Texto do documento
# # # # #

Projeto DOSVOX F. Pereira Nóbrega







Jornal Correio da Paraíba, Domingo, 20 de Outubro de 2002.


Quando palavra é crime




    Pensam os simples que crime necessariamente envolve mãos, pés, gestos, talvez o corpo todo. Assim pensam de tanto ouvirem ser crime roubar, matar. O dicionário que nunca se escreveu, do falar do povo, não tem o crime da palavra porque lhe parece que todos temos direito de dizer tudo.


    Mas há delinqüência verbal. Se violar a propriedade alheia, é comum o consenso de que algo errado houve e deve ser punido. Na cultura sertaneja é o furto - ao menos era - um dos mais vergonhosos crimes. Mas o patrimônio de bens de um homem vai além do ter, envolve o ser sobretudo.


    Não possuímos coisas apenas, também honradez, credibilidade, vergonha, caráter. E mais perdemos quando caluniados do que quando roubados. Ainda é possível se recomeçar a vida, a partir da pobreza. Quando a sociedade não mais crê em nós, rejeição tamanha nos aconselha mudar de nome, desaparecer.

# # # # #

Material
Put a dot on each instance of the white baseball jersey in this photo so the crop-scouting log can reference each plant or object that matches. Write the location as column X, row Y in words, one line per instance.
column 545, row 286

# # # # #

Exercícios propostos
1/ Responda com base no texto sobre o crime da palavra:
(a) Em que jornal e em que data ele foi publicado?
(b) Que crime é apontado como um dos mais vergonhosos na cultura sertaneja?
(c) Segundo o texto, perdemos mais quando somos caluniados ou quando somos roubados?
2/ Reproduza fielmente o trecho do texto sobre o crime da palavra, começando nas palavras "Pensam os simples" e parando após "de nome, desaparecer.".
O material não tem relação com o texto sobre o crime da palavra.

Soluções por exercício
1/
(a) No Jornal Correio da Paraíba, no domingo, 20 de outubro de 2002.
(b) O furto.
(c) Quando somos caluniados.

2/
Pensam os simples que crime necessariamente envolve mãos, pés, gestos, talvez o corpo todo. Assim pensam de tanto ouvirem ser crime roubar, matar. O dicionário que nunca se escreveu, do falar do povo, não tem o crime da palavra porque lhe parece que todos temos direito de dizer tudo.


    Mas há delinqüência verbal. Se violar a propriedade alheia, é comum o consenso de que algo errado houve e deve ser punido. Na cultura sertaneja é o furto - ao menos era - um dos mais vergonhosos crimes. Mas o patrimônio de bens de um homem vai além do ter, envolve o ser sobretudo.


    Não possuímos coisas apenas, também honradez, credibilidade, vergonha, caráter. E mais perdemos quando caluniados do que quando roubados. Ainda é possível se recomeçar a vida, a partir da pobreza. Quando a sociedade não mais crê em nós, rejeição tamanha nos aconselha mudar de nome, desaparecer.